Point annotation records:
## start

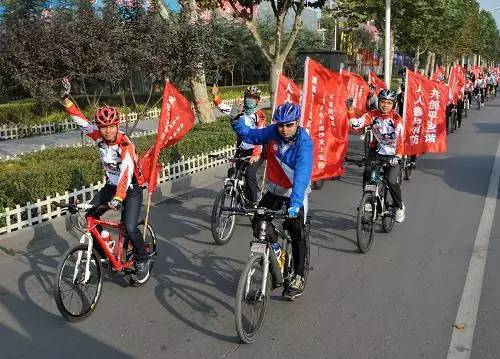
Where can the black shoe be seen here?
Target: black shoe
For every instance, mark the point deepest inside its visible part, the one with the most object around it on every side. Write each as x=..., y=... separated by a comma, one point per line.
x=295, y=288
x=250, y=205
x=142, y=271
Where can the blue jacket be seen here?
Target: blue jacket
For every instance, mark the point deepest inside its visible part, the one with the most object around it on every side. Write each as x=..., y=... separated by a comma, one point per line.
x=289, y=164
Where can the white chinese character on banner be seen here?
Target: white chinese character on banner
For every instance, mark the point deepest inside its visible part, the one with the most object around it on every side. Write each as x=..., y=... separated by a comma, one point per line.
x=430, y=138
x=433, y=105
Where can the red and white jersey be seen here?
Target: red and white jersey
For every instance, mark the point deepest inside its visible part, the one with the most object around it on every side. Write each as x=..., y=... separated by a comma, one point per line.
x=118, y=158
x=387, y=130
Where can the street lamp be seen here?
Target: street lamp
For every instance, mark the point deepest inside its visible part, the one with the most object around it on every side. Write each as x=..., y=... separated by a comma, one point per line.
x=387, y=59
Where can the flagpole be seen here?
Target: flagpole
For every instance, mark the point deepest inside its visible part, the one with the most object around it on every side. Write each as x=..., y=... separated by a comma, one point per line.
x=150, y=194
x=147, y=216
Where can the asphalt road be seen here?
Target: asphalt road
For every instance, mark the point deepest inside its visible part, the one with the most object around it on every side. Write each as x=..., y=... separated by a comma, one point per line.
x=400, y=300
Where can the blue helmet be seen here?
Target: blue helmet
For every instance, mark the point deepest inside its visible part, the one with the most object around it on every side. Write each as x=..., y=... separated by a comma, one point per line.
x=288, y=112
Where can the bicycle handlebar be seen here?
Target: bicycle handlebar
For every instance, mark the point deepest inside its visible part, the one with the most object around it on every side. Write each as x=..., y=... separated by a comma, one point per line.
x=373, y=163
x=76, y=207
x=222, y=157
x=261, y=211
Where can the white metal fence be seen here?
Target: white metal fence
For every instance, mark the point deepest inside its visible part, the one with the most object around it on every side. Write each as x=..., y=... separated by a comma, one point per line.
x=13, y=219
x=9, y=132
x=79, y=144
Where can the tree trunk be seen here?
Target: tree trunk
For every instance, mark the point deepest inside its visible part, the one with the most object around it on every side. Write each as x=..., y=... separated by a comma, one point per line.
x=433, y=63
x=200, y=97
x=276, y=69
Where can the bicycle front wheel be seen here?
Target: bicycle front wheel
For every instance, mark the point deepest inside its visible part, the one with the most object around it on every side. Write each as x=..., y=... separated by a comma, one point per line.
x=222, y=224
x=251, y=303
x=76, y=298
x=365, y=229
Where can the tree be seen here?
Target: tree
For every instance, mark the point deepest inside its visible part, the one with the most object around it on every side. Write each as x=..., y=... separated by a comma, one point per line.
x=277, y=50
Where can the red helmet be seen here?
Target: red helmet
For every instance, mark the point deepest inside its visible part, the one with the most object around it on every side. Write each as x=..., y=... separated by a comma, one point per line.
x=107, y=116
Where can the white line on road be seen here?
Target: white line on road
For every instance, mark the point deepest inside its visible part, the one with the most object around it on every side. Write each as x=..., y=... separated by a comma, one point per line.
x=465, y=323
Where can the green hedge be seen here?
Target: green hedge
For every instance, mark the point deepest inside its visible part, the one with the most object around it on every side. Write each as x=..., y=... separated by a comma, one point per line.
x=28, y=112
x=41, y=174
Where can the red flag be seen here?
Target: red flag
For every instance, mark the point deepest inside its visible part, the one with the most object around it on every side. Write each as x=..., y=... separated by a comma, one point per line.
x=376, y=82
x=287, y=91
x=176, y=120
x=324, y=117
x=456, y=81
x=424, y=115
x=357, y=89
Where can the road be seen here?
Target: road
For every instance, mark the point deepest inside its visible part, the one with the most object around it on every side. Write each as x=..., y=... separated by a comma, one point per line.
x=400, y=300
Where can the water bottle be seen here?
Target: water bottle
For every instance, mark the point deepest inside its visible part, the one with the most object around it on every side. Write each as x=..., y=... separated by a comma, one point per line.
x=277, y=250
x=106, y=236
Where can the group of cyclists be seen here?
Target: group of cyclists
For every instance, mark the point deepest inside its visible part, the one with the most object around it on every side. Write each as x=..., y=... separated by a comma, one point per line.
x=286, y=148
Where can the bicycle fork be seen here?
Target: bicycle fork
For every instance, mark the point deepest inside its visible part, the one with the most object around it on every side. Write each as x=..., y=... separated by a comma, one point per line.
x=88, y=237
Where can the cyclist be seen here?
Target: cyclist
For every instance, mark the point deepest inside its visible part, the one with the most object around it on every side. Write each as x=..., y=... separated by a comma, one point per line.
x=372, y=99
x=468, y=89
x=123, y=188
x=387, y=131
x=479, y=86
x=289, y=167
x=254, y=118
x=491, y=83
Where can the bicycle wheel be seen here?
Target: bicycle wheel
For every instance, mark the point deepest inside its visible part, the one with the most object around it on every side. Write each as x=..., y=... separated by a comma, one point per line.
x=152, y=250
x=307, y=264
x=251, y=304
x=365, y=228
x=75, y=299
x=388, y=218
x=222, y=225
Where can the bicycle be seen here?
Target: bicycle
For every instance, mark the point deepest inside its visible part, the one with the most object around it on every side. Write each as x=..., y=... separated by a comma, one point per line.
x=81, y=268
x=376, y=202
x=254, y=285
x=232, y=195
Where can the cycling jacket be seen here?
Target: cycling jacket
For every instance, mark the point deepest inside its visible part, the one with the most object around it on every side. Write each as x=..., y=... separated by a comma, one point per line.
x=256, y=120
x=289, y=163
x=387, y=130
x=118, y=158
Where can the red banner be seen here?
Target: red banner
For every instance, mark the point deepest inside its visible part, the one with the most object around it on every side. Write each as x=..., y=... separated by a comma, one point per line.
x=324, y=117
x=287, y=91
x=438, y=75
x=176, y=120
x=456, y=81
x=357, y=89
x=376, y=82
x=424, y=115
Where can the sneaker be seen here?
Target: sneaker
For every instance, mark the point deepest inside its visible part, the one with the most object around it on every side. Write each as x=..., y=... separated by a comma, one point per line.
x=400, y=214
x=295, y=288
x=142, y=271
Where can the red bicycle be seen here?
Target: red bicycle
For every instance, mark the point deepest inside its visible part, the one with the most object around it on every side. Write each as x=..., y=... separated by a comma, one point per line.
x=79, y=276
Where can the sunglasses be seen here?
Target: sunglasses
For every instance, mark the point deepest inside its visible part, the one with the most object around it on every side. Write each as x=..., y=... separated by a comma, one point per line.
x=287, y=125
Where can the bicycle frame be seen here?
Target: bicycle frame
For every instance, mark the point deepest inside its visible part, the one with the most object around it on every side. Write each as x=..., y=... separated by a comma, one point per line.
x=92, y=233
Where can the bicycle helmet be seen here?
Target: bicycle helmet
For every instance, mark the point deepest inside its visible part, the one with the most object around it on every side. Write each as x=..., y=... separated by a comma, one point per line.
x=107, y=116
x=286, y=113
x=252, y=91
x=387, y=95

## end

PROBLEM DETAILS:
Copy out the stretch of records from the line containing "Where can the sneaker be seen here?" through the line containing "x=92, y=233", substituting "goggles" for "sunglasses" and leaving everything else unchanged.

PROBLEM SOLUTION:
Where can the sneaker be seen here?
Target: sneaker
For every instance, mark the point deepest inside its visible part, the one with the most object around it on every side. Write each as x=..., y=... separated by a comma, one point per line.
x=400, y=214
x=295, y=288
x=142, y=271
Where can the red bicycle be seen here?
Target: red bicycle
For every instance, mark the point deepest inside its visible part, the one with the most object around it on every side. Write each as x=..., y=... separated by a comma, one point per line.
x=79, y=276
Where can the goggles be seen here?
Target: goggles
For every instance, mark the point deepest inside its visible part, the one with the most object around it on every side. Write each as x=..., y=... separated by a comma, one point per line.
x=287, y=125
Where can the bicycle frame be seen here?
Target: bicycle frame
For every instance, mark the point deepest inside its visible part, the one with the most object around it on every side. Write each as x=..., y=... separated by a comma, one point per line.
x=92, y=233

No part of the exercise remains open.